= EXERCISE =
Retype every one of the image location labeling entries below word for word, omitting the pictures.

Image location labeling entries:
═══

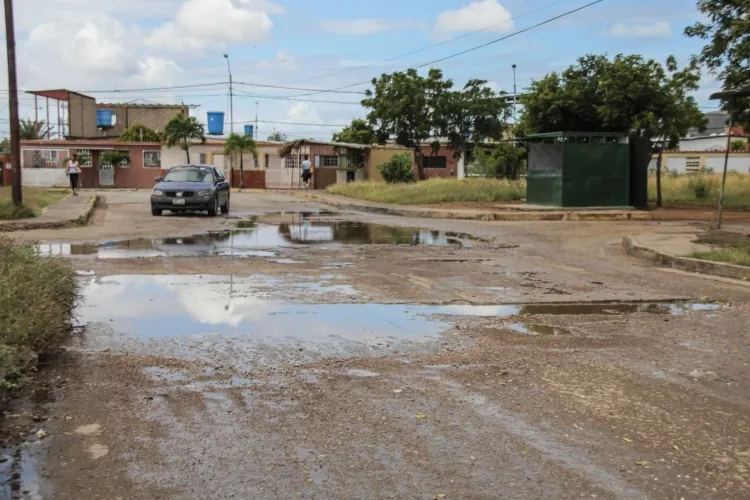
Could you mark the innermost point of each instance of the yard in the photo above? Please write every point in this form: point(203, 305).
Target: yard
point(435, 191)
point(34, 201)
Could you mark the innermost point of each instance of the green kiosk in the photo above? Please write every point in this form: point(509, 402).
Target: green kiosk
point(578, 169)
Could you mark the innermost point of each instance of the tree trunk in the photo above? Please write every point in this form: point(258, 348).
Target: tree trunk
point(420, 166)
point(242, 177)
point(658, 177)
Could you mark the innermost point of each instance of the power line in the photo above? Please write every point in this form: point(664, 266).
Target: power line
point(515, 33)
point(423, 49)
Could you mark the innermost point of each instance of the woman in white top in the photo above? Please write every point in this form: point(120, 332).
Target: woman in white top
point(73, 169)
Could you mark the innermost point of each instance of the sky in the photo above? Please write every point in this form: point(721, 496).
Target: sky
point(112, 49)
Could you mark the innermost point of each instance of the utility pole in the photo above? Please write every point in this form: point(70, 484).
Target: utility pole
point(15, 139)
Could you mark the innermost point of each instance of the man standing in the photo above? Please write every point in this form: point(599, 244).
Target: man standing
point(306, 172)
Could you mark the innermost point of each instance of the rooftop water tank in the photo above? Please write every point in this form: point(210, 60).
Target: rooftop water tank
point(215, 122)
point(105, 118)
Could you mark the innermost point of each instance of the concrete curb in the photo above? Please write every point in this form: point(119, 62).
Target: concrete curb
point(510, 216)
point(634, 249)
point(30, 224)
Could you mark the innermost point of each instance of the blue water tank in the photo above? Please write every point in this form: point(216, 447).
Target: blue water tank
point(104, 118)
point(215, 122)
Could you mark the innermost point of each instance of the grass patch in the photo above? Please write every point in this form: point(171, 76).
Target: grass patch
point(702, 190)
point(34, 201)
point(37, 297)
point(434, 191)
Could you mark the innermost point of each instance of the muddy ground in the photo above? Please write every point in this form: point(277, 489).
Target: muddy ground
point(278, 362)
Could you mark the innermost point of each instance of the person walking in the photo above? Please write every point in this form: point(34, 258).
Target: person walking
point(306, 172)
point(73, 170)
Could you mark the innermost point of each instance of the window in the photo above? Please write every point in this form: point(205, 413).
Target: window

═══

= SOLUTION TO THIS PROBLEM =
Could you mark the innermost point of each instance of the yard in the photo above? Please write every point in this form: point(203, 305).
Target: yard
point(435, 191)
point(34, 201)
Could you mark the innermost point of each instance of the green kiosk in the photo above? Please write every point in this form: point(509, 402).
Target: green kiosk
point(578, 169)
Could you mark the innermost point of each instance of the tree trunk in the photo above? Please write every point in this form: point(258, 348).
Target: tree trunk
point(420, 166)
point(242, 177)
point(658, 177)
Could you mark the innermost point of each instance of the power line in the photo above? Please write every point in this form: point(664, 266).
Target: power line
point(515, 33)
point(423, 49)
Could you mark the innermost point of each instance of the woman in white top in the photo above? Please write every point in this form: point(120, 332).
Target: woman in white top
point(73, 169)
Could you mark the innermost point of each instance of the sky in the photo above? Please write every point in this form: point(721, 496).
Target: sky
point(112, 49)
Could you mark the innermost point of each instance of the utility pole in the photo above? Please write every point in this form: point(70, 484).
Target: utility pole
point(15, 139)
Could you mark the innermost point of each instance of the man standing in the photo above? Please write every point in this form: point(599, 244).
Target: man standing
point(306, 172)
Could you mark the innermost point of each instance of the rooftop water tank in the photo above? Please write every point in this form: point(210, 60).
Target: rooftop water tank
point(215, 122)
point(105, 118)
Could you mark the innermost point of each instance of the concrete curb in the photo above? Please write every point in this form: point(119, 62).
Target: concrete curb
point(510, 216)
point(634, 249)
point(30, 224)
Could you mark the innermost point of each instance of the blue water tank in the photo above? Please write every point in this form: point(216, 447).
Target: blue water tank
point(104, 118)
point(215, 122)
Could you mark the innermost point of each instance of the grass patch in the photo above? Please write every point in this form: point(171, 76).
Target: grass patch
point(702, 190)
point(34, 201)
point(37, 297)
point(434, 191)
Could you mark the innermost point of each instance of the muddy ground in the photo above? Please write every point in this form: point(277, 489).
Target: muddy ground
point(278, 362)
Could you mark the innermost point of each instance of the person walking in the photo above? Please write every point in this form: point(34, 258).
Target: person walking
point(306, 172)
point(73, 170)
Could you mark the innermost point of each instance of the window in the photo above? Please write every point in this form: point(205, 413).
Target: window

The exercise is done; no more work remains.